— Problem requirements —
Find the word "trunk" in the data, then copy each line where it is found.

Image point grounding data:
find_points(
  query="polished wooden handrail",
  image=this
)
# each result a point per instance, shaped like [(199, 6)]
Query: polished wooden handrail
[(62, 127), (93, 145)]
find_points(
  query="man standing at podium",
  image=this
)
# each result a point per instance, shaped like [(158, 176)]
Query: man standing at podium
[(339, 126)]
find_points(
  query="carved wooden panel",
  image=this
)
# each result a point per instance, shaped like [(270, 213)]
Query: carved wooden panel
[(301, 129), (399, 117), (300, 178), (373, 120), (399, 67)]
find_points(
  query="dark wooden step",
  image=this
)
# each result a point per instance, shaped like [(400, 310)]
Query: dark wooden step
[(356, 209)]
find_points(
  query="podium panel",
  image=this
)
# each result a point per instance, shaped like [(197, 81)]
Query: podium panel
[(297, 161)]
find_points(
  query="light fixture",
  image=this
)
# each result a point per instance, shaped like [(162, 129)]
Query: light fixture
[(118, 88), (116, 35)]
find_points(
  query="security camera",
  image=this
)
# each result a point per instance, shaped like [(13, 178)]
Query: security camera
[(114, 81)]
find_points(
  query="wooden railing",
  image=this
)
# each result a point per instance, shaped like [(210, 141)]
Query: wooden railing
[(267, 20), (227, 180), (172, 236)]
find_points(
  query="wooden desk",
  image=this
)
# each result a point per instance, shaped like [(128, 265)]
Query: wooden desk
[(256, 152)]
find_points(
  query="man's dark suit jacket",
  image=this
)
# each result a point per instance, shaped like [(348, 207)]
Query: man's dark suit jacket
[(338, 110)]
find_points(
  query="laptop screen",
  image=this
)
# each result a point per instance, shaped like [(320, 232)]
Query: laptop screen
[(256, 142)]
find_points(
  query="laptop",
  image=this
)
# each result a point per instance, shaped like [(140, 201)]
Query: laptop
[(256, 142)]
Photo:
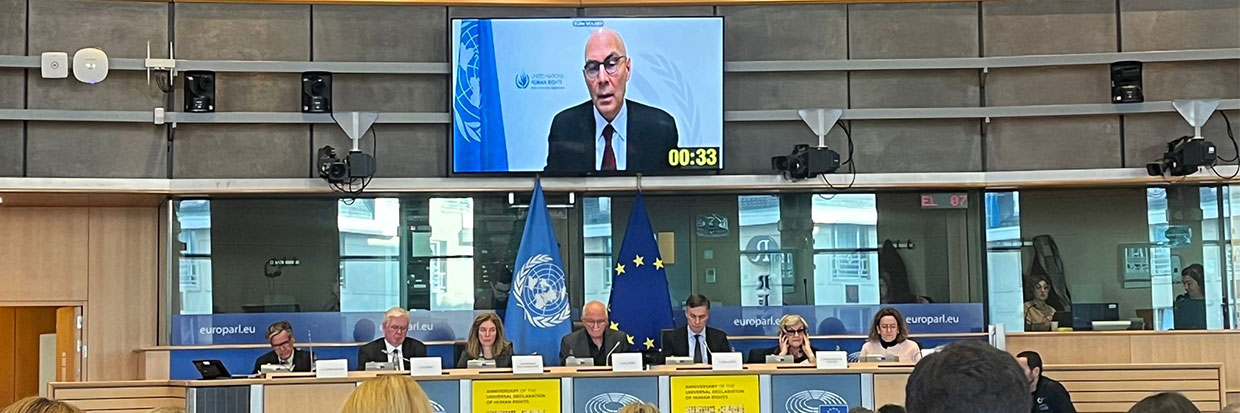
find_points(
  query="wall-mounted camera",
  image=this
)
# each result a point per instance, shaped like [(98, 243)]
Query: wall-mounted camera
[(806, 161), (355, 165)]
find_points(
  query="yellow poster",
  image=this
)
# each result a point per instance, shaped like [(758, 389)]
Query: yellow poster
[(714, 395), (517, 396)]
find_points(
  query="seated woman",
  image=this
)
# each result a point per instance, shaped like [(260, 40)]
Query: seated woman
[(486, 341), (1038, 315), (889, 335), (794, 340), (1189, 308), (388, 395)]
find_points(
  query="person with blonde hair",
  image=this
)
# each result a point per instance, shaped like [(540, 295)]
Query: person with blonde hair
[(388, 395), (40, 404), (486, 341), (794, 340), (394, 346), (639, 407)]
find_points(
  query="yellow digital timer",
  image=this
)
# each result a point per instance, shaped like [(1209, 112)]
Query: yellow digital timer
[(693, 158)]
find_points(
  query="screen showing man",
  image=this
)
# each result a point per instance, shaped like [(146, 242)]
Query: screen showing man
[(609, 133), (587, 96)]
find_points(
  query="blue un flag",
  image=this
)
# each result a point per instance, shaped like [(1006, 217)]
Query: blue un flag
[(478, 128), (538, 310), (640, 305)]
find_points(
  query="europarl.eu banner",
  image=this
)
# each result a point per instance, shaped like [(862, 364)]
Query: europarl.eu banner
[(640, 305), (478, 128), (538, 309)]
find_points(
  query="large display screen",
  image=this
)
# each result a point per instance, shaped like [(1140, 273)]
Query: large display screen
[(587, 96)]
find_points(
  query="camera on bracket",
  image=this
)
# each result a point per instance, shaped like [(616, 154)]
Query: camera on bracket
[(356, 165), (1183, 156), (806, 161)]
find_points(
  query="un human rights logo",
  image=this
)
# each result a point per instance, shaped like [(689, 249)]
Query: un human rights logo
[(541, 292), (468, 98), (609, 402), (522, 79), (815, 401)]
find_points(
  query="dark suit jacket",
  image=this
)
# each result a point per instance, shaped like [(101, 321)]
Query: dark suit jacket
[(676, 342), (300, 360), (377, 351), (500, 360), (650, 135), (577, 344)]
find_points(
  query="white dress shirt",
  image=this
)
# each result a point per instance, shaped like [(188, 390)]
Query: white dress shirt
[(394, 355), (693, 344), (619, 138)]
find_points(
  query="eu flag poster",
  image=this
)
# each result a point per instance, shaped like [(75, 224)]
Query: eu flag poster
[(538, 309), (640, 304)]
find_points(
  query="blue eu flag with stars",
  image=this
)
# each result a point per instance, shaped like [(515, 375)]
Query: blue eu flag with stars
[(538, 309), (640, 305)]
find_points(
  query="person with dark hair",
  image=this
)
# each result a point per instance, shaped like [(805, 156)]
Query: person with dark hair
[(892, 408), (967, 376), (1164, 403), (1048, 395), (889, 335), (696, 340), (1038, 315), (1189, 308), (284, 351)]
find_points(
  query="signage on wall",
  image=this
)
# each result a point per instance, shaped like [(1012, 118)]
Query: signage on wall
[(945, 201)]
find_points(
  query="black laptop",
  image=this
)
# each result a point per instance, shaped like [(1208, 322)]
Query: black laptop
[(211, 368)]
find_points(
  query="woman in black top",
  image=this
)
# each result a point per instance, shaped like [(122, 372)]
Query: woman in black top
[(1189, 308), (486, 341)]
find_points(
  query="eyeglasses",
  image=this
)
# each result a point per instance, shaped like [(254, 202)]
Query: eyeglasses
[(594, 321), (611, 65)]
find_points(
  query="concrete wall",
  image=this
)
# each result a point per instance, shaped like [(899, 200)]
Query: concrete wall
[(419, 34)]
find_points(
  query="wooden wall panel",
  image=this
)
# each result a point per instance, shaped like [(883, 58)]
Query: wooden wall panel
[(44, 254), (8, 328), (122, 308), (1065, 349), (889, 388), (30, 324), (1137, 347)]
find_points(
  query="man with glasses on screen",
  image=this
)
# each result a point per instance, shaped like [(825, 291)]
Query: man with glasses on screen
[(609, 133), (284, 351)]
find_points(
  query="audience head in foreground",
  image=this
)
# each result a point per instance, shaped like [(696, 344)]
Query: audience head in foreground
[(967, 376), (637, 407), (1164, 403), (40, 404), (388, 395)]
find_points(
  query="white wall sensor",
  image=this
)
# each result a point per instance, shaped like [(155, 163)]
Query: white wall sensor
[(91, 65), (56, 65)]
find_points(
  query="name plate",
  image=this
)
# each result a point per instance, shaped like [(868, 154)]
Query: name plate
[(331, 368), (832, 359), (626, 361), (527, 365), (726, 361), (425, 366)]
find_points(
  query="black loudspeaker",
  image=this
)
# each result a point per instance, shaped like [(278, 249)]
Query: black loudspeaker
[(200, 91), (1126, 82), (315, 92)]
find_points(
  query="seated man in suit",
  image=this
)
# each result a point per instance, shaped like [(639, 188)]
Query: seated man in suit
[(609, 133), (393, 346), (279, 335), (597, 340), (696, 340)]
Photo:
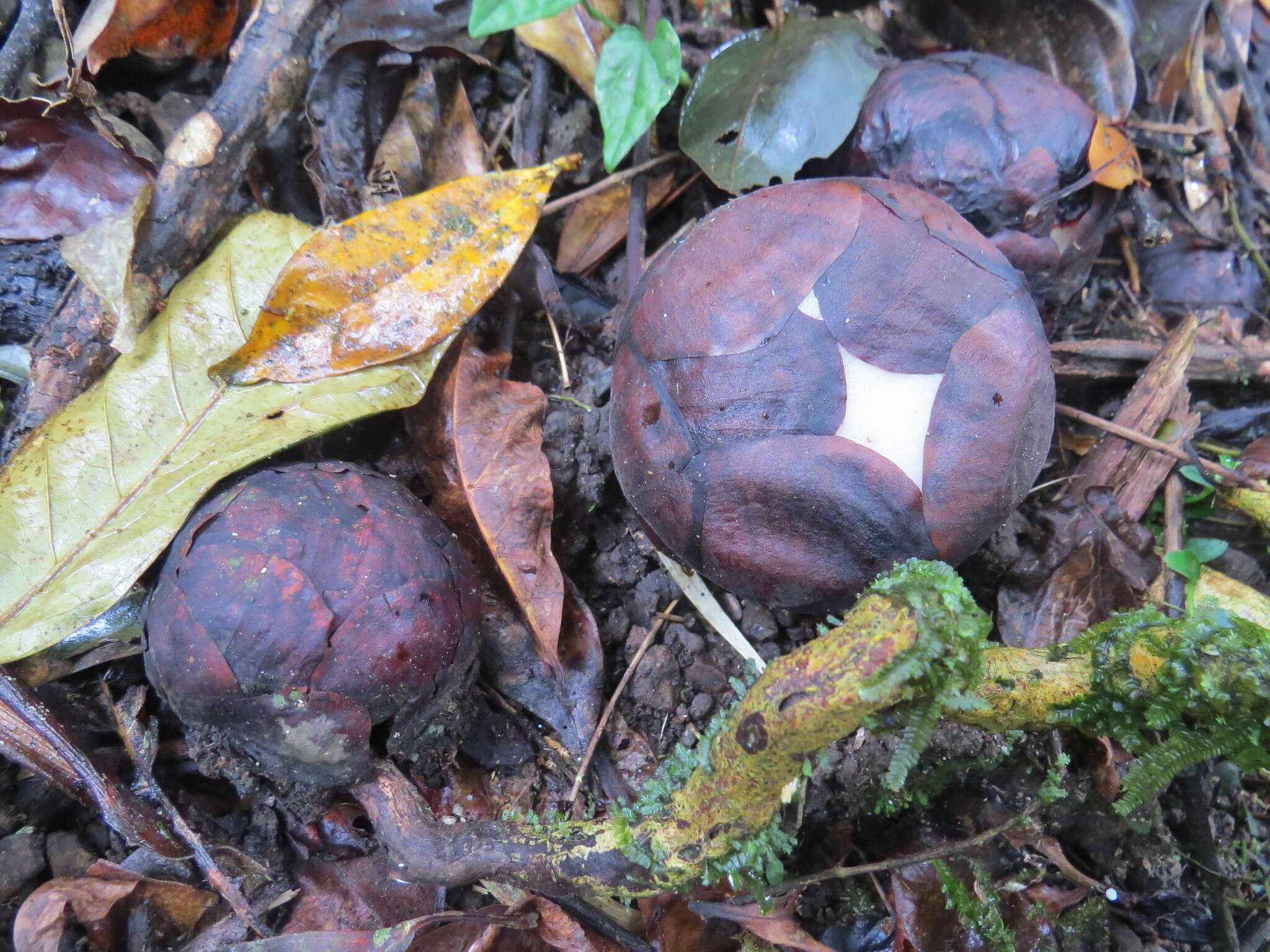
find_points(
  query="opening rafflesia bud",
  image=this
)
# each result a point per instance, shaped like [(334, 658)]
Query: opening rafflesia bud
[(306, 603), (826, 377), (998, 141)]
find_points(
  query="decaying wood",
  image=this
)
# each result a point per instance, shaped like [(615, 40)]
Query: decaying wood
[(1112, 359), (1160, 395), (32, 736), (193, 197)]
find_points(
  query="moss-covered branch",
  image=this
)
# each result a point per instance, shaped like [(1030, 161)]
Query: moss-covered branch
[(916, 646)]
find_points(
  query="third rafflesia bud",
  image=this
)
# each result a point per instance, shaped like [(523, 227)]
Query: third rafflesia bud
[(304, 604), (998, 141), (826, 377)]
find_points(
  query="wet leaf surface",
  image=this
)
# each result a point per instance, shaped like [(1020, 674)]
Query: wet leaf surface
[(394, 281), (99, 489), (634, 79), (770, 100), (61, 174), (1089, 562), (481, 441), (1114, 154), (1082, 43), (162, 30), (352, 97), (573, 38), (98, 904), (102, 258)]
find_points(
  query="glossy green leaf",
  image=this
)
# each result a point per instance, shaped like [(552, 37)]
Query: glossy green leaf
[(634, 81), (94, 494), (493, 15), (771, 99), (1184, 563)]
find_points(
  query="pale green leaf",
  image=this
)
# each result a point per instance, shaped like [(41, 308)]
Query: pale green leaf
[(493, 15), (771, 99), (634, 79), (95, 494), (1206, 550)]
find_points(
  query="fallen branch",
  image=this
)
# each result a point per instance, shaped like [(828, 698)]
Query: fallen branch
[(713, 811)]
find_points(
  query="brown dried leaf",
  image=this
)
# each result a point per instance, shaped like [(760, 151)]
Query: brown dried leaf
[(1082, 43), (776, 927), (164, 30), (573, 38), (102, 258), (923, 923), (595, 226), (92, 901), (393, 281), (1089, 560), (432, 140), (481, 442), (61, 175)]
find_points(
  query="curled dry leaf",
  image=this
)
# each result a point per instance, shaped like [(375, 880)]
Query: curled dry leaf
[(394, 281), (102, 258), (1113, 156), (94, 903), (776, 927), (769, 100), (1089, 562), (1082, 43), (158, 29), (481, 439), (97, 491), (595, 226), (61, 175), (926, 923), (573, 38)]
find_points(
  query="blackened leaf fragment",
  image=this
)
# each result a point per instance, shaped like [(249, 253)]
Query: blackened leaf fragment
[(770, 100)]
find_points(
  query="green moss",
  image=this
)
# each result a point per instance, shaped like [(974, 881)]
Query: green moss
[(982, 917), (1212, 694), (945, 664)]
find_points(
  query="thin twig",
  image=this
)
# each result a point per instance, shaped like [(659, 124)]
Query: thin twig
[(606, 183), (613, 702), (556, 337), (840, 873), (33, 24), (1142, 439)]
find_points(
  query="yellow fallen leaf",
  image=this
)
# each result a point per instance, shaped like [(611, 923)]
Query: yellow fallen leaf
[(100, 488), (1112, 149), (573, 38), (393, 281)]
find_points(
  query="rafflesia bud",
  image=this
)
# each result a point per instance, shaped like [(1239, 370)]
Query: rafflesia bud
[(995, 140), (304, 604), (822, 379)]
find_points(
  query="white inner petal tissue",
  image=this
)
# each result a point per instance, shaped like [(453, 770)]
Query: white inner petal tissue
[(888, 412)]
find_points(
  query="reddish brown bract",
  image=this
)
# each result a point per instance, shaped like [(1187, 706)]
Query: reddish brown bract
[(773, 361), (304, 604), (995, 140)]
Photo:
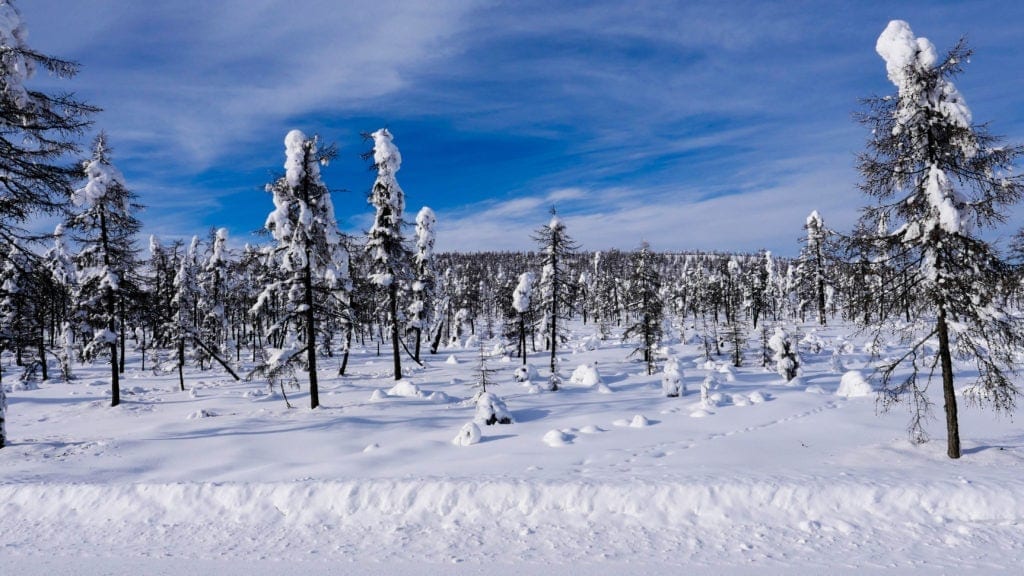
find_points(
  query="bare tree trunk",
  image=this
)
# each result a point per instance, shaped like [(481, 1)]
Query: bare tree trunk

— Completed exercise —
  query="bare tree trunk",
Query: bare tree trunk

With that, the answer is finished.